### [DOCUMENT TEXT]
The conduit to my time traveling adventures was a birthday present given to me by a boy (presumably now a man) named Jeff with whom I was friends in seventh grade, and beyond. Turns out that for a brief time in 1980, after I moved from Michigan to California, Jeff and I exchanged audio letters via a K-Mart brand cassette tape. For you youthful readers, this was back in the day, before personal computers and when long distance phone calls were too expensive. Letters took over a week, sometimes two, to get across the country. And I missed my friends. So we made tapes. Turns out that Jeff saved a tape. I imagine he shoved it in the back of a drawer and promptly forgot about it. Like I did. Turns out that the tape still was intact and audible when Jeff happened upon it TWENTY-NINE YEARS LATER.

On the morning of my 43rd birthday, I open an email from Jeff containing a two minute section of said audio tape. Surprise! Happy Birthday from 1980.

You know when you wake up to find you've been sleeping on your arm for goodness knows how long? And your arm feels like dead weight. Then you start poking at it, and you can't feel it. You know it's your arm, but it's not your arm. It's attached to you, but it doesn't feel like part of you. That's what I felt like listening to the tape.

I also felt much gratitude, like the hand of a friend reached through time and cyberspace to touch my heart and say, "Hey, I was there. I remember too. You were not alone."

1 comment:

  1. javatime4all@aol.comDecember 12, 2009 at 7:13 PM

    I love this blog entry...go Jeff!
    What a special place Roeper was for us and still is.

### [PROBLEM TO WORK ON]
Answer these questions from the blog entry about the saved cassette tape:
(a) In what year did the writer and Jeff trade audio letters?
(b) How long was the section of tape that Jeff sent by email?
(c) How many years passed before Jeff came across the tape?
The listing below comes from a separate source and has nothing to do with the text above.

### [RAW DATA]
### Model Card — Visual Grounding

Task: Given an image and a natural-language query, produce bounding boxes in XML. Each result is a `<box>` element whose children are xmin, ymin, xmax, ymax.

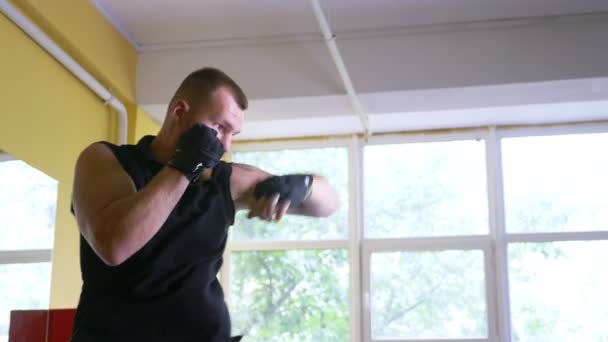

### [EXERCISE OUTPUT]
(a) 1980
(b) Two minutes
(c) Twenty-nine years